• [TEXT TO READ]:
• • • •
Tuesday, October 16, 2012


One of the major inefficiencies of open outcry trading is the potential for trades not matching correctly which is known as an outtrade.  Even with all the layers of safeguards, it's inevitable that in such a chaotic environment some trades would be written with the wrong price or quantity, be directed towards the wrong trader, the card would be lost, confusion over who bought or sold, trades would be mistyped by the back office or the handwriting was simply illegible.  As long as both counter parties recognized the trade at the correct price, then it was just a clerical issue but if there was a discrepancy on price/quantity, buy/sell or even if a trade actually occurred then it could involve disasterous consequences.

The first safeguard is for both counterparties in a transaction to confirm it if they have time verbally or via hand signals while in the pit before handing off their cards and carbon duplicates to a clerk who serves as a trade checker.  Both trade checkers eventually find each other and confirm the transaction before time stamping and handing the cards off to the clearing firm to get the trades typed into the computer system.  At the end of the trading day a preliminary run of the data entry is available to get checked by a trader or delegated to a clerk which is the final chance to catch a mistake before it hits the trading statement and becomes an outtrade to be dealt with before the market opens the next day.
• • • •
• [SUPPLIED DATA]:
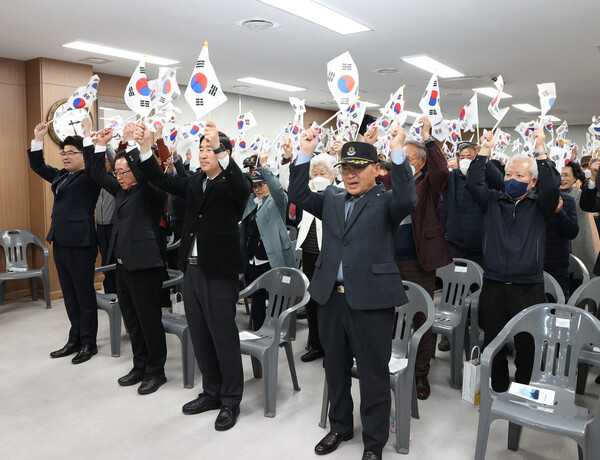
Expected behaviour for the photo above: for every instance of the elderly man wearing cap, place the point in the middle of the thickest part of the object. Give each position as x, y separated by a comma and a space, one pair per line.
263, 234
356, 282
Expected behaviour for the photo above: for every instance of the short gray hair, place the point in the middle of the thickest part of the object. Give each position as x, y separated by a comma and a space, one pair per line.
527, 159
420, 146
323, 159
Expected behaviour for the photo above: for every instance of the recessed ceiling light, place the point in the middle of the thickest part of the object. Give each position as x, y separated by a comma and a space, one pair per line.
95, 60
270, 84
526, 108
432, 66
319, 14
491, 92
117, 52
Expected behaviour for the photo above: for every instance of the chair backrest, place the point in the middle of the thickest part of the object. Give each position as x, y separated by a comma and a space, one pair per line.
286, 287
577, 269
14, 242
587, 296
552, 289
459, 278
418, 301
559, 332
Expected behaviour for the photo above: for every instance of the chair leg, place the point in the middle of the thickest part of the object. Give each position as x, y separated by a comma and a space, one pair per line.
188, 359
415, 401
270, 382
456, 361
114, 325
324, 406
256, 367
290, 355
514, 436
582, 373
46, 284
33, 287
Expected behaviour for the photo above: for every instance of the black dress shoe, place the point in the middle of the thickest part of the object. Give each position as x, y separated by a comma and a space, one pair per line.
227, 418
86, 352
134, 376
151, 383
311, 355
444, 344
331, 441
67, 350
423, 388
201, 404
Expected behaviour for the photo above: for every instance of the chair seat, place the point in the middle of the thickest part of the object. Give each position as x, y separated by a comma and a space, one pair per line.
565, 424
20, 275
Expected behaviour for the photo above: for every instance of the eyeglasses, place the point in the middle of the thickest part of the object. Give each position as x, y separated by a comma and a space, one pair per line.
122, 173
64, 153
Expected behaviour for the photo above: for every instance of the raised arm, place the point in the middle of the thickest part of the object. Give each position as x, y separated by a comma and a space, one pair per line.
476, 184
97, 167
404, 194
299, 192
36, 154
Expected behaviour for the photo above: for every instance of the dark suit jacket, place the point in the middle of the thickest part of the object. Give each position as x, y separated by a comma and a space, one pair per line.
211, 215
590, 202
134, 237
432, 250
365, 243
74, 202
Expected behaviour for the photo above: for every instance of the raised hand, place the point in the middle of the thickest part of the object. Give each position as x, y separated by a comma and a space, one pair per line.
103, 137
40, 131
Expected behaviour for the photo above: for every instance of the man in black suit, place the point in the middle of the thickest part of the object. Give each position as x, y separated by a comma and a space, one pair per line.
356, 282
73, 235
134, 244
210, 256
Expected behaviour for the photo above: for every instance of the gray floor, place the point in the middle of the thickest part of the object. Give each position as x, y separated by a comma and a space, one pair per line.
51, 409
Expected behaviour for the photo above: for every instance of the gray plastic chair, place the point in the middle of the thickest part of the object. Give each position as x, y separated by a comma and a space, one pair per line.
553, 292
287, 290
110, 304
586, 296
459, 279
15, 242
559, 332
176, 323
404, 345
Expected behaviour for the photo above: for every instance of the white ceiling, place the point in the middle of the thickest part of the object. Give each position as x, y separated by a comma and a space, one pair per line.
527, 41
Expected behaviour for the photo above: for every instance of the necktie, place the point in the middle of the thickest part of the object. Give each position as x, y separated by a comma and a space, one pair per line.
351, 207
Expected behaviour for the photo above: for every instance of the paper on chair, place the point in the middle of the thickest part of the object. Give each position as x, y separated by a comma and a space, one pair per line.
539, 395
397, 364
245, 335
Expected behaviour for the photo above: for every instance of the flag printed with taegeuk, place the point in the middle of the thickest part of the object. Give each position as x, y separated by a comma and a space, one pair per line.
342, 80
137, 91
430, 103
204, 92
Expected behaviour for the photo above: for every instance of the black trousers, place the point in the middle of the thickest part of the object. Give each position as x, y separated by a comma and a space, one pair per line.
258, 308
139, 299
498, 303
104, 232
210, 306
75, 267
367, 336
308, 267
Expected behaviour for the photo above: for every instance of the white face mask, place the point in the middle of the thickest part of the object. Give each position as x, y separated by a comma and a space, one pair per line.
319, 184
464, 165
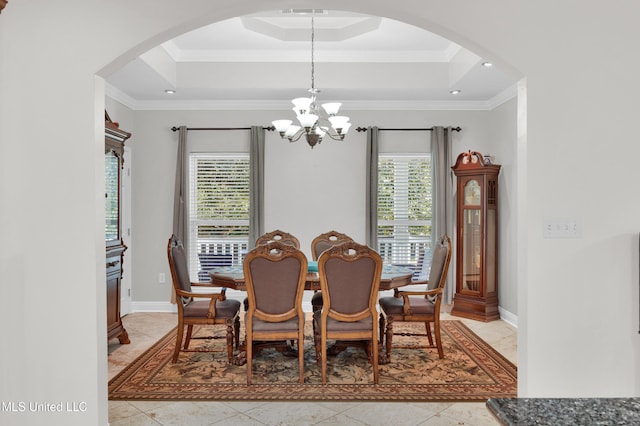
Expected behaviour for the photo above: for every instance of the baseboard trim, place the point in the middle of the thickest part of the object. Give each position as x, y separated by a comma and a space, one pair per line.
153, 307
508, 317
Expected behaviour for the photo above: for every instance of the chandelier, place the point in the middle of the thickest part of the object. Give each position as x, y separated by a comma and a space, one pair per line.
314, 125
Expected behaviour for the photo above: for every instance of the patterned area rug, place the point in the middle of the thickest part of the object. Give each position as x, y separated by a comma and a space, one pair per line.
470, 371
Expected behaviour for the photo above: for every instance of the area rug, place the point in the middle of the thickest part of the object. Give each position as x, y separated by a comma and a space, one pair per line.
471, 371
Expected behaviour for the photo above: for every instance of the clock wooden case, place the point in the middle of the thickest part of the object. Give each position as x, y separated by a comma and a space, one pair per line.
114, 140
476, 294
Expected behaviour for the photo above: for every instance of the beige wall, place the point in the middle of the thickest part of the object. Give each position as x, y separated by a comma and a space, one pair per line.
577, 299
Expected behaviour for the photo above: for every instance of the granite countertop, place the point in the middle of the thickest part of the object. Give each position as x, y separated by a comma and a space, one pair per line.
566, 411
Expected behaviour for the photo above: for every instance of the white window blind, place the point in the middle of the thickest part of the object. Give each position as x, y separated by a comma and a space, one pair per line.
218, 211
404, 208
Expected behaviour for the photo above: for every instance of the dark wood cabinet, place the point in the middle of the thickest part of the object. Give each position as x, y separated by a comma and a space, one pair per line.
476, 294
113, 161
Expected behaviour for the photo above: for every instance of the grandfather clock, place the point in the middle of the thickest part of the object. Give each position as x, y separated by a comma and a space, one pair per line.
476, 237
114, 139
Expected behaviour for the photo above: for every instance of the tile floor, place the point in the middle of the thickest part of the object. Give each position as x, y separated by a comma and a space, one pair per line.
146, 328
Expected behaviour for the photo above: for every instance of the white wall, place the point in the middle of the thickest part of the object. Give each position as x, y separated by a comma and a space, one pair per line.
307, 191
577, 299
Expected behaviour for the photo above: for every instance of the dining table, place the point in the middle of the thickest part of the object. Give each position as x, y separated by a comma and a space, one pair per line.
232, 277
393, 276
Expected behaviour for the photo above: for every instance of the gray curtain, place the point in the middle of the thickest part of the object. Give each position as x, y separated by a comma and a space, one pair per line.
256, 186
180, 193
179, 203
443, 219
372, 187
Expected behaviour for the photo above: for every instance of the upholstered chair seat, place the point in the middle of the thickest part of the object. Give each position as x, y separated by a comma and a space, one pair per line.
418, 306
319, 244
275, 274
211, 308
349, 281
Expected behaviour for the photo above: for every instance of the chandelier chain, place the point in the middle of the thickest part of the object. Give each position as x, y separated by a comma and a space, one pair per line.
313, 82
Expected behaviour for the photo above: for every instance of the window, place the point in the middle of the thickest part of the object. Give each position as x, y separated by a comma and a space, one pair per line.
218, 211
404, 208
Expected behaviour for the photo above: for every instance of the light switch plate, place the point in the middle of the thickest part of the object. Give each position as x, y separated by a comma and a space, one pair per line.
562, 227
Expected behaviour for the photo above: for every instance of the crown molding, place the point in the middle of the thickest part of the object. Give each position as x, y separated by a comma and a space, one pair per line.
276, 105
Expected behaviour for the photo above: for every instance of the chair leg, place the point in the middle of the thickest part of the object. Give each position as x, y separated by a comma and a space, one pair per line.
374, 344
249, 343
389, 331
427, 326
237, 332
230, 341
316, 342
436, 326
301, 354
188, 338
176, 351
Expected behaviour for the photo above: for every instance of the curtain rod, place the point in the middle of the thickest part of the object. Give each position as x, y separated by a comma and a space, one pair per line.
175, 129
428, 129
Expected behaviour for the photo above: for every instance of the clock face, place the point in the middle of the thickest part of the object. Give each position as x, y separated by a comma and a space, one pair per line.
• • • •
• [EXERCISE TASK]:
From the passage on outtrades in open outcry trading, return the portion starting with "Tuesday, October 16, 2012" and going on through "involve disasterous consequences.". The records were taken from a different source.

• [EXERCISE SOLUTION]:
Tuesday, October 16, 2012


One of the major inefficiencies of open outcry trading is the potential for trades not matching correctly which is known as an outtrade.  Even with all the layers of safeguards, it's inevitable that in such a chaotic environment some trades would be written with the wrong price or quantity, be directed towards the wrong trader, the card would be lost, confusion over who bought or sold, trades would be mistyped by the back office or the handwriting was simply illegible.  As long as both counter parties recognized the trade at the correct price, then it was just a clerical issue but if there was a discrepancy on price/quantity, buy/sell or even if a trade actually occurred then it could involve disasterous consequences.